## TEXTO PARA LEITURA

Voltando aos
4 As de Tim Ingold: algumas notas
“Foi na minha mudança de Manchester para Aberdeen
[1999] que aos três As de arte, arquitetura e antropologia se juntou o quarto,
arqueologia. Isto refletia em parte os meus próprios interesses, que durante muito
tempo estiveram na fronteira entre arqueologia e antropologia. Mas eu estava
também convencido de que nenhuma discussão da relação entre arte, arquitetura e
antropologia podia estar completa se a arqueologia não fosse também incluída.
Com os seus temas afins de tempo e paisagem (Ingold 1990) e a sua preocupação
mútua com as formas materiais e simbólicas da vida humana, a antropologia e a
arqueologia tinham desde há muito sido vistas como disciplinas irmãs, mesmo se
não o foram sempre em termos explícitos. Acima de tudo há uma afinidade óbvia
entre a arqueologia e as histórias quer da arte quer da arquitetura, nos seus
interesses comuns pelos artefactos e edifícios antigos. Num certo sentido,
suponho eu, os arquitetos e arqueólogos podiam ser encarados como iguais nos
seus procedimentos, embora opostos na questão temporal: afinal o mesmo
utensílio – o colherim – que o construtor usa para fabricar as formas do futuro
é usado pelo arqueólogo, na escavação de um sítio, para revelar as formas do
passado. Se um começa com desenhos daquilo que é preciso erguer, o outro
termina com plantas do que foi exumado. (...)

## MATERIAL
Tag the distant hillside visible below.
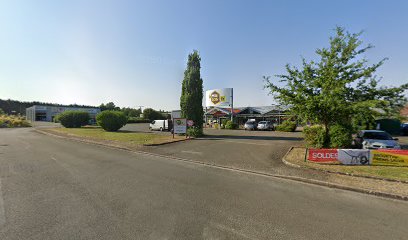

## ENUNCIADO
Segundo o texto sobre os quatro As de Tim Ingold, que utensílio é usado tanto pelo construtor quanto pelo arqueólogo? A listagem constitui um material à parte, distinto do texto sobre os quatro As de Tim Ingold.

## RESPOSTA
O colherim.